• **TASK DESCRIPTION**: The lines of the records that include "carrot" should all be copied.

##### INFORMATION PROVIDED #####

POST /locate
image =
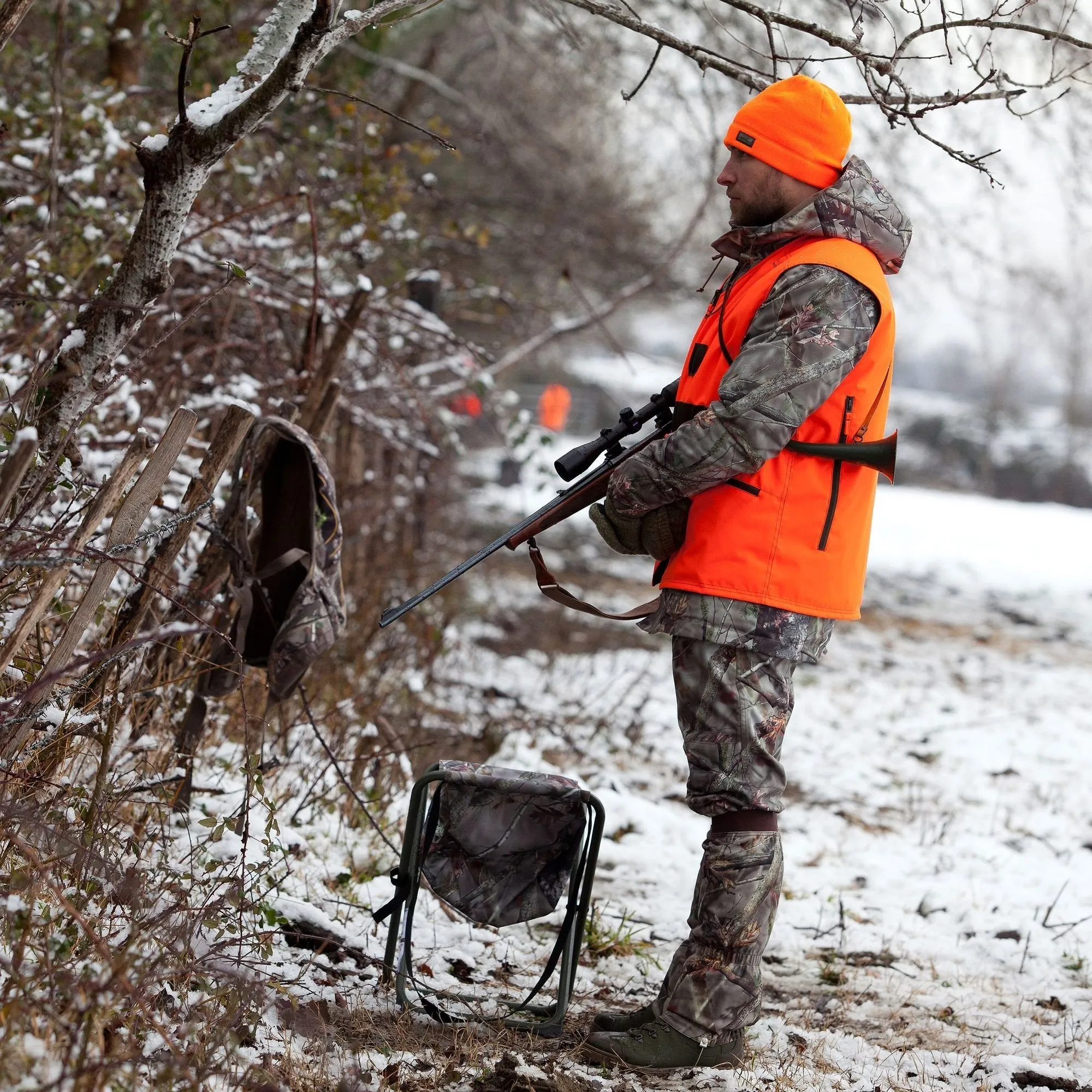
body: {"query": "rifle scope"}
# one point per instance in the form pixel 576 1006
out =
pixel 659 408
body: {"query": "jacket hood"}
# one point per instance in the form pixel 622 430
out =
pixel 857 208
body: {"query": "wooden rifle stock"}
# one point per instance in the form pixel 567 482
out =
pixel 879 455
pixel 590 489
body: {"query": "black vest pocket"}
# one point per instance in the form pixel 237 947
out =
pixel 697 355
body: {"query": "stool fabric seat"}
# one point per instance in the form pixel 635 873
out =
pixel 504 841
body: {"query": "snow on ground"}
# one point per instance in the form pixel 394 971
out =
pixel 936 927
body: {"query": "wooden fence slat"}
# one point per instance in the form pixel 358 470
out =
pixel 127 524
pixel 233 429
pixel 53 580
pixel 16 466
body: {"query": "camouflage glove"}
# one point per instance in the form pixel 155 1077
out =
pixel 622 533
pixel 658 535
pixel 663 530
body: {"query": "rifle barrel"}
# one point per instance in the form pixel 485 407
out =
pixel 601 472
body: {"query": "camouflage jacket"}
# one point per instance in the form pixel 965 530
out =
pixel 804 340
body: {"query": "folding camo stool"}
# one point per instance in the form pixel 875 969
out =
pixel 500 846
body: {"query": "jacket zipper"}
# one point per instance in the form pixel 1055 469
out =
pixel 836 479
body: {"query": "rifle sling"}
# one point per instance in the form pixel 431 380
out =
pixel 550 588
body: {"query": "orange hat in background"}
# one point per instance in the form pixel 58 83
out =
pixel 799 126
pixel 554 406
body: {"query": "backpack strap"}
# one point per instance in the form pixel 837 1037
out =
pixel 550 588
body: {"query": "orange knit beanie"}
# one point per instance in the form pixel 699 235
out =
pixel 799 126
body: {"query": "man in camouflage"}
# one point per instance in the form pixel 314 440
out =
pixel 734 660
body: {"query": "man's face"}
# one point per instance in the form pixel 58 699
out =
pixel 756 191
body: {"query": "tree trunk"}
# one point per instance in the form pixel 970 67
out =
pixel 11 16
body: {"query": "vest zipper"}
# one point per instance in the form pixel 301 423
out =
pixel 836 477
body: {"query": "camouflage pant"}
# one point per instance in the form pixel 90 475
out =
pixel 733 708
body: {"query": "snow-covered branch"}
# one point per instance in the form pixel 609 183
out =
pixel 295 38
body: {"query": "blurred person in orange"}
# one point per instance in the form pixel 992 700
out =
pixel 554 407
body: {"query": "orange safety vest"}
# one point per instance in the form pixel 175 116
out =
pixel 796 533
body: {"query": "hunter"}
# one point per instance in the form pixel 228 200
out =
pixel 761 549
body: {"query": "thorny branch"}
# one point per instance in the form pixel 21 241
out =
pixel 883 70
pixel 194 34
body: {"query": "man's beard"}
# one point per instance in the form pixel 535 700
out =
pixel 758 213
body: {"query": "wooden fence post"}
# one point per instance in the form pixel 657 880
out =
pixel 54 579
pixel 233 429
pixel 20 456
pixel 127 524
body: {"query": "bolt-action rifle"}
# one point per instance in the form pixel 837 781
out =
pixel 660 410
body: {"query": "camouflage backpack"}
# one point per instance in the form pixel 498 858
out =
pixel 286 578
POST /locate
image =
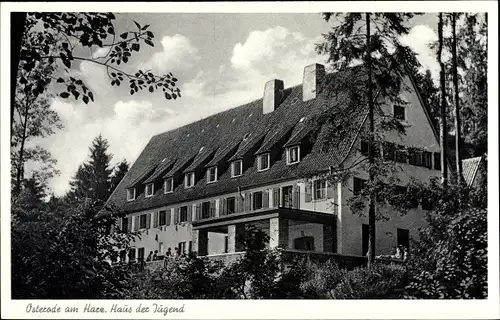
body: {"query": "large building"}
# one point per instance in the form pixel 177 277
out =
pixel 196 187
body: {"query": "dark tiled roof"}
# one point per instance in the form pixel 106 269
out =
pixel 225 132
pixel 160 170
pixel 470 168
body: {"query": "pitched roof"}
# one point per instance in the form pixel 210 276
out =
pixel 470 168
pixel 224 132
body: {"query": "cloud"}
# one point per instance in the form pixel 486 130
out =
pixel 128 123
pixel 419 39
pixel 275 52
pixel 178 53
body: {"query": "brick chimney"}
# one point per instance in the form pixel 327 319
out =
pixel 312 81
pixel 273 93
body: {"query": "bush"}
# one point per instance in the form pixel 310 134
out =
pixel 451 264
pixel 381 281
pixel 321 279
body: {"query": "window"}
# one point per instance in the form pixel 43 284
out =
pixel 237 168
pixel 319 189
pixel 226 244
pixel 403 238
pixel 415 157
pixel 123 255
pixel 364 146
pixel 263 162
pixel 293 155
pixel 163 218
pixel 359 185
pixel 189 180
pixel 205 210
pixel 231 205
pixel 212 174
pixel 401 155
pixel 183 214
pixel 288 197
pixel 399 112
pixel 149 189
pixel 389 151
pixel 427 159
pixel 124 224
pixel 365 234
pixel 168 185
pixel 130 194
pixel 257 200
pixel 182 247
pixel 131 254
pixel 142 221
pixel 140 254
pixel 437 160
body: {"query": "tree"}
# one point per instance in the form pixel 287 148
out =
pixel 352 41
pixel 120 171
pixel 51 38
pixel 450 259
pixel 473 61
pixel 443 129
pixel 458 127
pixel 67 254
pixel 33 119
pixel 93 178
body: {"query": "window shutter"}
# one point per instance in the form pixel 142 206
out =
pixel 222 207
pixel 176 215
pixel 198 211
pixel 276 198
pixel 308 196
pixel 169 217
pixel 212 209
pixel 248 201
pixel 129 224
pixel 265 199
pixel 295 196
pixel 330 190
pixel 239 204
pixel 136 223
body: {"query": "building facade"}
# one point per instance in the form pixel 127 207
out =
pixel 195 188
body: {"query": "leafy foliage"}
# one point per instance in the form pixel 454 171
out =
pixel 451 258
pixel 65 254
pixel 54 38
pixel 378 282
pixel 93 179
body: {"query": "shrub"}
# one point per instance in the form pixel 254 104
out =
pixel 381 281
pixel 451 264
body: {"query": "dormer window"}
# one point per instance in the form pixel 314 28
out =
pixel 168 185
pixel 212 174
pixel 236 168
pixel 189 180
pixel 400 112
pixel 150 189
pixel 293 155
pixel 263 162
pixel 130 194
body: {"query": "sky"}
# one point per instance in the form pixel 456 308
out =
pixel 221 61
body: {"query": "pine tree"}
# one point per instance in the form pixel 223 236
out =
pixel 443 129
pixel 371 39
pixel 93 178
pixel 121 170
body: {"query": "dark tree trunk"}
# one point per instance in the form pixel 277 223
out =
pixel 371 205
pixel 458 134
pixel 443 127
pixel 17 22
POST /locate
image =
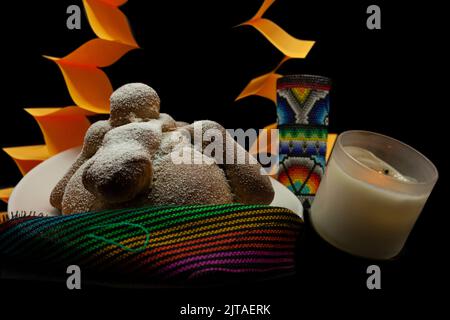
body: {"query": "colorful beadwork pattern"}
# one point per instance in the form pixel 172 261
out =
pixel 160 245
pixel 303 111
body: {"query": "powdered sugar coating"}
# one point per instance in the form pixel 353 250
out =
pixel 133 102
pixel 126 161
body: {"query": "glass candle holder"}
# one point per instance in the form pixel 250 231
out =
pixel 371 195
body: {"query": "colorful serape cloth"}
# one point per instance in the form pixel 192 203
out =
pixel 303 106
pixel 166 245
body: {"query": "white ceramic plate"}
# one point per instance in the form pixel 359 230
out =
pixel 32 193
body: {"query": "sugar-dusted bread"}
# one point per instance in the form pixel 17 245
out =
pixel 127 161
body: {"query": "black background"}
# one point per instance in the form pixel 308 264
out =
pixel 390 81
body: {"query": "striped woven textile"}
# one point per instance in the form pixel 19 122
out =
pixel 161 245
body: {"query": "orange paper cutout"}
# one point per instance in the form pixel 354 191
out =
pixel 62 128
pixel 98 52
pixel 5 193
pixel 26 158
pixel 108 22
pixel 264 86
pixel 88 86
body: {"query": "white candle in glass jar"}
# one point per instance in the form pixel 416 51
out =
pixel 372 193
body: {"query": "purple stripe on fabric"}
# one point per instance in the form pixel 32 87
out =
pixel 225 254
pixel 226 261
pixel 238 270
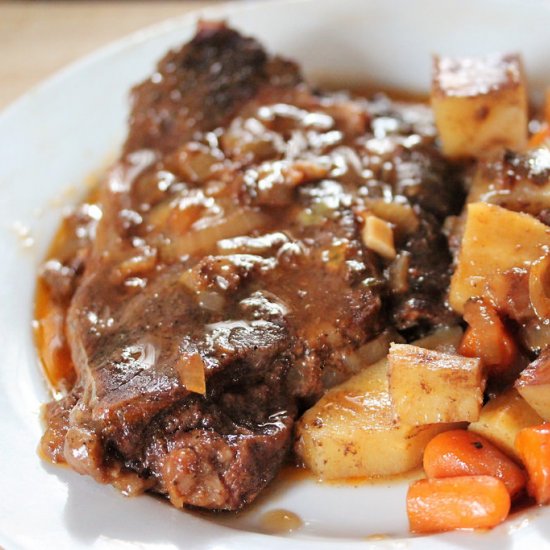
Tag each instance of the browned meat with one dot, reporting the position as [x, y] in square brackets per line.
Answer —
[227, 279]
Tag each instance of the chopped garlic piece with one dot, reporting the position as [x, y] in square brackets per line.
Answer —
[378, 236]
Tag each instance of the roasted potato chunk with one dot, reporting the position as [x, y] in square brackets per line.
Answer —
[503, 417]
[495, 240]
[480, 104]
[352, 431]
[429, 386]
[517, 181]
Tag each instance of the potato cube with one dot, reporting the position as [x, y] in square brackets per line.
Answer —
[495, 240]
[533, 385]
[503, 417]
[518, 181]
[429, 386]
[480, 104]
[352, 431]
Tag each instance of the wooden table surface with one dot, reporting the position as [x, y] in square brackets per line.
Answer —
[39, 37]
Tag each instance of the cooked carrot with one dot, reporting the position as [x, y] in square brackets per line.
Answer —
[466, 502]
[533, 445]
[541, 137]
[487, 337]
[460, 452]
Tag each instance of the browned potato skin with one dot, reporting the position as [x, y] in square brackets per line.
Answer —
[352, 431]
[480, 104]
[428, 386]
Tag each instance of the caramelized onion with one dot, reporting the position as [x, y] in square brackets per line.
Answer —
[191, 373]
[204, 239]
[539, 288]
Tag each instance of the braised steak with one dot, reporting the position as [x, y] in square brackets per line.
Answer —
[223, 282]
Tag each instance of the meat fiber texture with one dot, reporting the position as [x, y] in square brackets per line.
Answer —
[227, 284]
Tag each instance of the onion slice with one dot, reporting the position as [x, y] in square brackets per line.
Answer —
[191, 372]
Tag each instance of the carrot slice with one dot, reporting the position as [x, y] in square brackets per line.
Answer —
[533, 445]
[460, 452]
[466, 502]
[487, 337]
[542, 137]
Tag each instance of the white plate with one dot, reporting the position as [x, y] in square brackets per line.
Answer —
[60, 133]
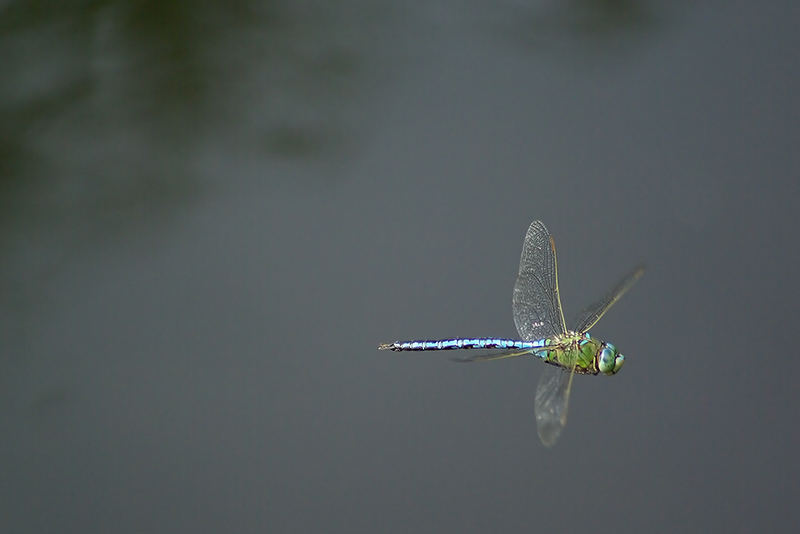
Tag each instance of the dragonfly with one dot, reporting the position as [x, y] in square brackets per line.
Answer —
[539, 318]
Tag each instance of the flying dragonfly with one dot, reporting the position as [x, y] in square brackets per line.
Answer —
[539, 318]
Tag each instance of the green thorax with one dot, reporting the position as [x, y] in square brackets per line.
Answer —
[587, 355]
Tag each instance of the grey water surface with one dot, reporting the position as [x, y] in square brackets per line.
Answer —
[211, 214]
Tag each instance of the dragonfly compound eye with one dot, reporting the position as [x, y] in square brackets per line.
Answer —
[609, 360]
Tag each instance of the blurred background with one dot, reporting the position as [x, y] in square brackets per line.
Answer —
[211, 214]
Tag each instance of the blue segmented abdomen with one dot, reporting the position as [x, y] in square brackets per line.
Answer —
[464, 343]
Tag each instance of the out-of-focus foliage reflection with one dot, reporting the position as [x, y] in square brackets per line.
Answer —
[113, 114]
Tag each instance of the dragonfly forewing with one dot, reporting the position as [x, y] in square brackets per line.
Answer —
[589, 316]
[536, 304]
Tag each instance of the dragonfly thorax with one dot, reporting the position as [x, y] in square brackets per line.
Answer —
[583, 353]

#####

• **ANSWER TO THE EXERCISE**:
Tag each instance of the cooked carrot with one dot, reporting the position as [x, y] in square brackets per line.
Tag each instance of the carrot slice with one dot, reporting the position as [x, y] in square brackets per line.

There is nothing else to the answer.